Could you reproduce, word for word and with nothing else, only the part of the data below that begins at the line containing "Kindly point to the grassy" and runs through the final line?

===== Listed records =====

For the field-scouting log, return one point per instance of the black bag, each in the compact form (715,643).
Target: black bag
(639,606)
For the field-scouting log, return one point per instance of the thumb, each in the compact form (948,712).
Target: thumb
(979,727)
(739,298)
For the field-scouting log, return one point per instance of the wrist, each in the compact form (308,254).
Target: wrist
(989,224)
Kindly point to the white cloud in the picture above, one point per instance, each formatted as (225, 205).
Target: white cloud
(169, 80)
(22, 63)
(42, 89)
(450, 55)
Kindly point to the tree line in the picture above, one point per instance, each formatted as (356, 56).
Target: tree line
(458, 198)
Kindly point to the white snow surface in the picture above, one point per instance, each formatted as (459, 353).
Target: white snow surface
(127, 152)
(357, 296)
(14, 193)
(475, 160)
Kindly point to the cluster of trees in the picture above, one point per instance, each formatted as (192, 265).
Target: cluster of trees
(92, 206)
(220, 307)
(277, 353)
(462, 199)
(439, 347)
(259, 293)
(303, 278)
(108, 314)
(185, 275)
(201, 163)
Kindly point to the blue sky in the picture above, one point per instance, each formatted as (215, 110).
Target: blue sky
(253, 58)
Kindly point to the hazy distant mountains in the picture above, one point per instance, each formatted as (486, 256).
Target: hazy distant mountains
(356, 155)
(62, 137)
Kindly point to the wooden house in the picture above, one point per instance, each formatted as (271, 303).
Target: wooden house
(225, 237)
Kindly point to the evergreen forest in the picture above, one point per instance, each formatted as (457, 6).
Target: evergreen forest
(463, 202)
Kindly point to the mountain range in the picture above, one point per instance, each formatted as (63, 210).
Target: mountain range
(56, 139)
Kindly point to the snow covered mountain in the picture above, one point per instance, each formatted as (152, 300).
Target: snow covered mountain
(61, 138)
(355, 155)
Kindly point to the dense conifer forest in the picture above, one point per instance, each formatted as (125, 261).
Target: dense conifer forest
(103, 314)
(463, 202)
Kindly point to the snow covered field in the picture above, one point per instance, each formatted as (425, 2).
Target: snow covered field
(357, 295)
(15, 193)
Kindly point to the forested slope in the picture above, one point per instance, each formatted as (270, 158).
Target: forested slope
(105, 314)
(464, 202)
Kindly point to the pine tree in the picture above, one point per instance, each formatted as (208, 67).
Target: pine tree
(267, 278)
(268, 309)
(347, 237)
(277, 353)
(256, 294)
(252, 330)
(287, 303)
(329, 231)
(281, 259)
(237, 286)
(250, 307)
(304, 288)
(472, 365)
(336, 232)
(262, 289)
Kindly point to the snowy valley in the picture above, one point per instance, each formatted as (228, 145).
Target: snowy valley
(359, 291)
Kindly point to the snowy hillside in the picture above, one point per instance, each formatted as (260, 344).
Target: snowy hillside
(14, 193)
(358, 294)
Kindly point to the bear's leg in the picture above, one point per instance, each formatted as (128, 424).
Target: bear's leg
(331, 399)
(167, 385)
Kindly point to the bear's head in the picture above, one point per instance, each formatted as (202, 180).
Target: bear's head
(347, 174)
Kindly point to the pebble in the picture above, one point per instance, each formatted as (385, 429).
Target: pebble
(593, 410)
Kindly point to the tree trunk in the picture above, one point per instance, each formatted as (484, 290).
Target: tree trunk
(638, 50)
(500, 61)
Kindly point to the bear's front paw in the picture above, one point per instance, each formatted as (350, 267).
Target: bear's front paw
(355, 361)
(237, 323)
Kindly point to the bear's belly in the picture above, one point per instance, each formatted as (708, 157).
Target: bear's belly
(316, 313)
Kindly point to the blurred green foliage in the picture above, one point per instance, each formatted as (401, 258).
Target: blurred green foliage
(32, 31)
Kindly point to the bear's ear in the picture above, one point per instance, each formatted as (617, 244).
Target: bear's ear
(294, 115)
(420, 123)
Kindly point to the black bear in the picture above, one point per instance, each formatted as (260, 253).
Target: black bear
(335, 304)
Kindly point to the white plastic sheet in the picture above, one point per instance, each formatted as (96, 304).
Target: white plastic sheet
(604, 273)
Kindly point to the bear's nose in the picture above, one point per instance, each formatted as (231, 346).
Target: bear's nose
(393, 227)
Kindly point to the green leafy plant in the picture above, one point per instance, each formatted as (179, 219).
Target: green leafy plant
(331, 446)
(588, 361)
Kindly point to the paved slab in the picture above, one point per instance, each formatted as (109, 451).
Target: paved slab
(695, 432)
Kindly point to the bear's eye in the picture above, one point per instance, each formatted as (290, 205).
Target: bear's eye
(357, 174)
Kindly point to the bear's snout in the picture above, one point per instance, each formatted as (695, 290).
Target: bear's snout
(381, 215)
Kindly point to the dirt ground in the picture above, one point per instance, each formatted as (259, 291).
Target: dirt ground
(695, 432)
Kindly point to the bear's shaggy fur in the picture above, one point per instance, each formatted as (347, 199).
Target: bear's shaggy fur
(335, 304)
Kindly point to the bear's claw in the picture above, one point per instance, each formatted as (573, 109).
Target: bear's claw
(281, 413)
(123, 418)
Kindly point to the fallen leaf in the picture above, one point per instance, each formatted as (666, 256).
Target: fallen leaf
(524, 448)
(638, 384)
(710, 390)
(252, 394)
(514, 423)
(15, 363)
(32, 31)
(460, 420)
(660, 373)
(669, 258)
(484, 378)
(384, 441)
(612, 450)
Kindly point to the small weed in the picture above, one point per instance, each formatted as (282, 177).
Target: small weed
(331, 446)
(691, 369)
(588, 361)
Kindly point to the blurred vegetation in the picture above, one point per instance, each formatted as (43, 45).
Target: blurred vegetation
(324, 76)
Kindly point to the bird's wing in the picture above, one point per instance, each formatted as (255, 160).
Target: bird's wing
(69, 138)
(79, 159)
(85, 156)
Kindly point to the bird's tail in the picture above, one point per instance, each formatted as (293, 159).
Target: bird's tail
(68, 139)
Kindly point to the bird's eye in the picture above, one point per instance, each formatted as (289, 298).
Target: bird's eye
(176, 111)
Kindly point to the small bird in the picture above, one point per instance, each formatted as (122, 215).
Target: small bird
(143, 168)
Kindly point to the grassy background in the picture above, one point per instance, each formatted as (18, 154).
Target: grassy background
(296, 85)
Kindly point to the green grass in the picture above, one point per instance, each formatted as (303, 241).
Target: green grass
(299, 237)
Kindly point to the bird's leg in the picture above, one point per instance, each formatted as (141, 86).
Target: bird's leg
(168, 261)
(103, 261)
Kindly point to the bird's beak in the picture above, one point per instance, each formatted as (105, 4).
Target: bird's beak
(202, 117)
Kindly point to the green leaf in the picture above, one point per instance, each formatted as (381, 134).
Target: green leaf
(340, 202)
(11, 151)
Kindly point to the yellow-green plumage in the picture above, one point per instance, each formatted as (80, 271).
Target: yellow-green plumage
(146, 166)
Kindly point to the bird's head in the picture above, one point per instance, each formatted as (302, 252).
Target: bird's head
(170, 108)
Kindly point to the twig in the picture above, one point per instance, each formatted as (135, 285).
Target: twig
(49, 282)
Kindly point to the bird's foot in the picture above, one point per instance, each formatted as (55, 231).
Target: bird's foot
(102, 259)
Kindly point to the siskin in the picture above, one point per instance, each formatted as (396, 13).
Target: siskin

=====

Exercise result.
Kindly point to the grassy background in the picture above, one point per instance, each formatted as (18, 154).
Target: grassy background
(296, 85)
Kindly point to the green grass in the picture above, one point per instance, each formatted as (303, 241).
Target: green grass
(299, 237)
Kindly point to the bird's leg in the picture above, one point per instance, each formatted as (141, 86).
Target: bird's leg
(168, 261)
(103, 261)
Kindly point to the bird's beak in the picture above, one point per instance, each formatted as (105, 4).
Target: bird's beak
(202, 117)
Kindly point to the green leaf in the picture above, one point per instance, each formatted as (381, 134).
Target: green leaf
(340, 202)
(11, 151)
Kindly point to the yellow-green plumage in the picture above, one point per instance, each formatted as (80, 271).
Target: yellow-green plumage
(146, 166)
Kindly point to the bird's head in the picture above, one point per instance, each formatted as (302, 252).
Target: bird's head
(170, 108)
Kindly point to the twig in the picture above, one point per instance, each formatted as (135, 285).
Target: twig
(49, 282)
Kindly point to the bird's foot in the picture above, one point per instance, each formatted as (55, 231).
Target: bird's foot
(102, 259)
Kindly point to the siskin in the picture above, one point per instance, each formatted as (396, 13).
Target: siskin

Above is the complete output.